• [Task prompt] Will you write out, word for word, every line from the one with "Point out every instance of the round" to the final line of the data below, with the pictures left out?

• [Data for processing]
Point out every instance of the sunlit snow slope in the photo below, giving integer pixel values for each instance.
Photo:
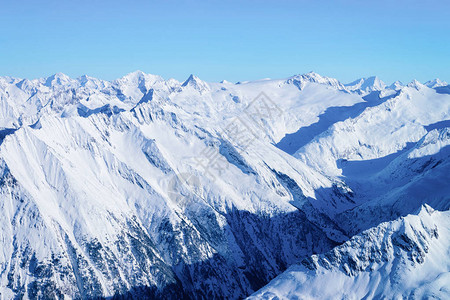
(146, 187)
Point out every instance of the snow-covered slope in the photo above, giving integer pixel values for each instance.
(148, 187)
(402, 259)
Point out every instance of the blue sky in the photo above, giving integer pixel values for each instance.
(233, 40)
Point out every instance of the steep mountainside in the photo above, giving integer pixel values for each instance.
(402, 259)
(148, 187)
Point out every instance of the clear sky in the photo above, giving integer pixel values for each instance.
(233, 40)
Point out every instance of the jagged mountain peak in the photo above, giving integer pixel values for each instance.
(397, 85)
(416, 84)
(366, 85)
(301, 80)
(196, 83)
(410, 248)
(435, 83)
(57, 79)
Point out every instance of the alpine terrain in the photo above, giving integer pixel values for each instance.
(143, 188)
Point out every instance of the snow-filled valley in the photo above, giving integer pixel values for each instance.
(302, 187)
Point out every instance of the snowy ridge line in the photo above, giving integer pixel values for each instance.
(104, 190)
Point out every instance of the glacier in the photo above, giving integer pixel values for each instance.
(149, 188)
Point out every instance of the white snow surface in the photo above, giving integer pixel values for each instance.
(95, 199)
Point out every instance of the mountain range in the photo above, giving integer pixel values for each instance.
(142, 188)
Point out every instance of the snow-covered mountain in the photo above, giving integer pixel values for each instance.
(402, 259)
(146, 187)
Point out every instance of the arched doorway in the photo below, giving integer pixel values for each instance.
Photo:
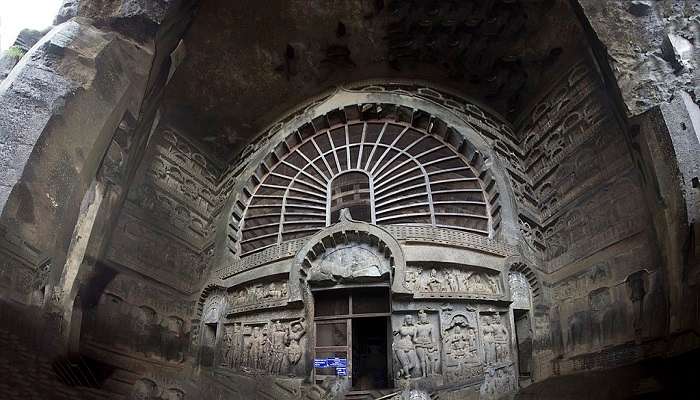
(353, 335)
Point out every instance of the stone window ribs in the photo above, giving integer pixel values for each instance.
(386, 157)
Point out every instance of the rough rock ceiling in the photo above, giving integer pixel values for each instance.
(247, 62)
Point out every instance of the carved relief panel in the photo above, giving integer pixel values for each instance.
(449, 345)
(349, 262)
(416, 345)
(437, 281)
(256, 296)
(272, 347)
(462, 350)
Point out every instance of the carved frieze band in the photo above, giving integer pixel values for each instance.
(449, 237)
(419, 234)
(452, 283)
(258, 296)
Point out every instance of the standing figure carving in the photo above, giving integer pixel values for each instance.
(434, 282)
(495, 337)
(279, 338)
(488, 333)
(294, 351)
(405, 349)
(254, 348)
(426, 350)
(501, 339)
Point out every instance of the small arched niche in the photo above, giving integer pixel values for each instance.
(352, 190)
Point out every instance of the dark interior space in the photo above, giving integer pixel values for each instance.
(369, 353)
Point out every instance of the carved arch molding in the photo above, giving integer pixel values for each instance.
(426, 154)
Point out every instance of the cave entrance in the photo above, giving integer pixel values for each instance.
(353, 336)
(523, 335)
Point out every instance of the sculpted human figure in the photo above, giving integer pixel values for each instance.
(501, 339)
(458, 342)
(228, 347)
(451, 281)
(274, 292)
(492, 283)
(265, 350)
(405, 349)
(279, 338)
(237, 345)
(434, 284)
(424, 344)
(254, 348)
(294, 351)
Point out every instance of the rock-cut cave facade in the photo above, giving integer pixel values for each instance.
(357, 200)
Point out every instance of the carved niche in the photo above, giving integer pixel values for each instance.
(349, 262)
(257, 296)
(438, 281)
(462, 355)
(348, 252)
(416, 345)
(274, 347)
(495, 339)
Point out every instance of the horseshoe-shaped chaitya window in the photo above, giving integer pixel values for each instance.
(385, 171)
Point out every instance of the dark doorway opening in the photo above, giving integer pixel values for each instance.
(523, 336)
(369, 353)
(352, 325)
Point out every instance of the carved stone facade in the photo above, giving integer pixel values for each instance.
(486, 220)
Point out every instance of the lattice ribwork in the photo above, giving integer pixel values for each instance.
(417, 176)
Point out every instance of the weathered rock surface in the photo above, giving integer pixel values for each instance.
(76, 79)
(653, 47)
(25, 40)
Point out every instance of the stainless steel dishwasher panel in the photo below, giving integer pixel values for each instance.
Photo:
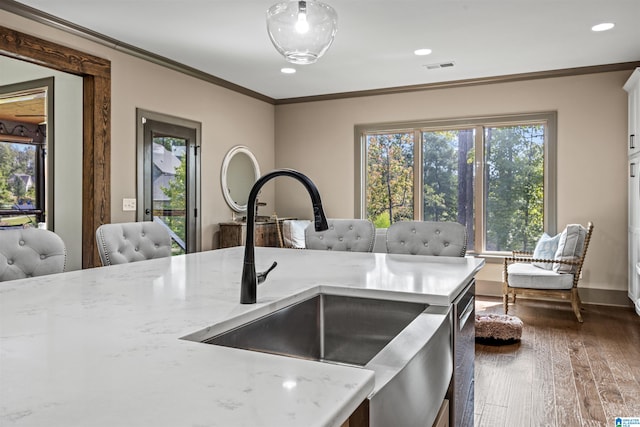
(461, 390)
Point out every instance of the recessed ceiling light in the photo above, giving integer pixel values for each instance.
(422, 52)
(603, 27)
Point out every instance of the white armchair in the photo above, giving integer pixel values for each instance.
(555, 276)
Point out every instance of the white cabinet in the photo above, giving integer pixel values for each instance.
(633, 88)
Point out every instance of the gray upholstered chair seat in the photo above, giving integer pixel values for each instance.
(132, 241)
(427, 238)
(523, 275)
(30, 252)
(354, 235)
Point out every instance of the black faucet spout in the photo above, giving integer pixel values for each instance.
(248, 285)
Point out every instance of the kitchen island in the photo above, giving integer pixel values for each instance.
(104, 347)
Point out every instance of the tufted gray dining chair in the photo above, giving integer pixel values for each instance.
(28, 252)
(354, 235)
(132, 241)
(427, 238)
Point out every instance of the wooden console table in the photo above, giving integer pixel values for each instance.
(234, 234)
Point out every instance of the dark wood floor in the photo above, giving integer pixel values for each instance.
(562, 373)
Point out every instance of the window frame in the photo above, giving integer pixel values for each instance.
(192, 132)
(44, 157)
(479, 123)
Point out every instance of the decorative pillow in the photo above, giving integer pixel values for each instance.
(546, 249)
(570, 247)
(293, 233)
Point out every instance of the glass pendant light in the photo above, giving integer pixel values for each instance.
(301, 31)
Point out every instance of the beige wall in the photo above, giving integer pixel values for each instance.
(317, 138)
(227, 118)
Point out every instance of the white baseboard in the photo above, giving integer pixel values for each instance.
(587, 295)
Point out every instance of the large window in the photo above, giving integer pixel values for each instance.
(25, 160)
(494, 175)
(169, 177)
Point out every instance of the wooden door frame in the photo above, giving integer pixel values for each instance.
(96, 135)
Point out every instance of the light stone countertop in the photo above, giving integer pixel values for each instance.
(102, 347)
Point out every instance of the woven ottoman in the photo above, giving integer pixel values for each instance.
(498, 328)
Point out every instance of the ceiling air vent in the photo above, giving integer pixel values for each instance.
(440, 65)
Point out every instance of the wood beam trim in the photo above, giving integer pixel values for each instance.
(96, 156)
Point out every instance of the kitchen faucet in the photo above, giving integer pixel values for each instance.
(250, 280)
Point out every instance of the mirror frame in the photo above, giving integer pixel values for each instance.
(238, 149)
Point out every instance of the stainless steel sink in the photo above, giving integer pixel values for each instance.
(407, 345)
(327, 328)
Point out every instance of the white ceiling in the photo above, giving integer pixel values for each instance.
(374, 45)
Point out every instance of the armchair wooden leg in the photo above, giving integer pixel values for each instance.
(576, 303)
(505, 298)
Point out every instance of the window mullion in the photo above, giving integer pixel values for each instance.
(479, 186)
(418, 193)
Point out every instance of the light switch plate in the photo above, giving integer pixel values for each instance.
(128, 204)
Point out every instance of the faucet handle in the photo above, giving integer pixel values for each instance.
(262, 276)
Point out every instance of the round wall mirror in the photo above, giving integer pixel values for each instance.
(240, 171)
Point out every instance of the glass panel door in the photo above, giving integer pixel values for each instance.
(170, 177)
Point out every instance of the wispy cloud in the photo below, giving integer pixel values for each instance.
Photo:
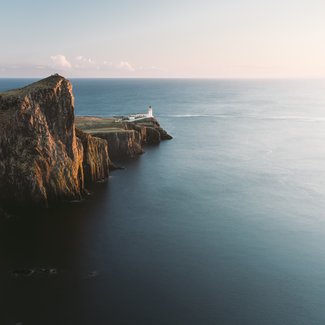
(79, 66)
(125, 65)
(59, 61)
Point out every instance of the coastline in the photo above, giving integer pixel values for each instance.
(48, 155)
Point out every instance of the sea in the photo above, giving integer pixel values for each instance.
(223, 225)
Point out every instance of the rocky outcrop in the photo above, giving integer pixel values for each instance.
(44, 158)
(41, 158)
(125, 139)
(150, 130)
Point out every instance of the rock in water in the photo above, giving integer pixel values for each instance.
(41, 158)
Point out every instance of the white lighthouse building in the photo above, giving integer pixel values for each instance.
(150, 112)
(141, 116)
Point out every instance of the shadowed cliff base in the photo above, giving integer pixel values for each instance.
(44, 158)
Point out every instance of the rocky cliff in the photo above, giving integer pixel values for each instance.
(41, 158)
(45, 158)
(125, 139)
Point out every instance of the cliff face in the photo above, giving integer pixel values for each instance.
(122, 144)
(125, 139)
(41, 158)
(150, 130)
(96, 161)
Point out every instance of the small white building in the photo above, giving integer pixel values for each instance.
(150, 112)
(141, 116)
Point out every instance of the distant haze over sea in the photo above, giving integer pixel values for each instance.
(224, 224)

• [Task result]
Point out every instance of the round wall mirror in the photo above, giving integer pixel values for each instance.
(240, 171)
Point out every instance of the glass panel door in the photo above, giving integer pixel values for each instance.
(170, 177)
Point out every instance of the wispy cloud in the photo below, giving integer pixel values for each instance.
Photo:
(79, 66)
(125, 65)
(59, 61)
Point out every instance of the coastline in the photo above, giving integer pixel values for each instance.
(48, 155)
Point out every instance of the sea in the photo above, giving integer pixel values for each instance.
(223, 225)
Point out every instance of the rocky outcrop in the photo above, giving integer pixel values for each instance.
(44, 158)
(41, 158)
(125, 139)
(150, 130)
Point out every instance of the rock in water in the photo above, giving integer pixel values for each instance.
(41, 158)
Point out every instance of the white lighthouse building in the photo above, giving integer pixel values for each instance.
(150, 112)
(141, 116)
Point out every instance of the shadowed cliff base in the photo above, giving integer pixel values for each instance.
(44, 158)
Point out every instance of the rocky cliff in the photo above, giving integer pixel values for each instance.
(41, 158)
(45, 158)
(125, 139)
Point out every instance of the cliff face in the photo above, giving integer pixel values for each instance.
(122, 144)
(125, 139)
(41, 158)
(150, 130)
(96, 161)
Point out every instance of the small white building in the photo above, giving integer pixel values for each instance.
(150, 112)
(141, 116)
Point out every instance of the distant haze over sea in the photo above, giving integer pixel values for each instance.
(224, 224)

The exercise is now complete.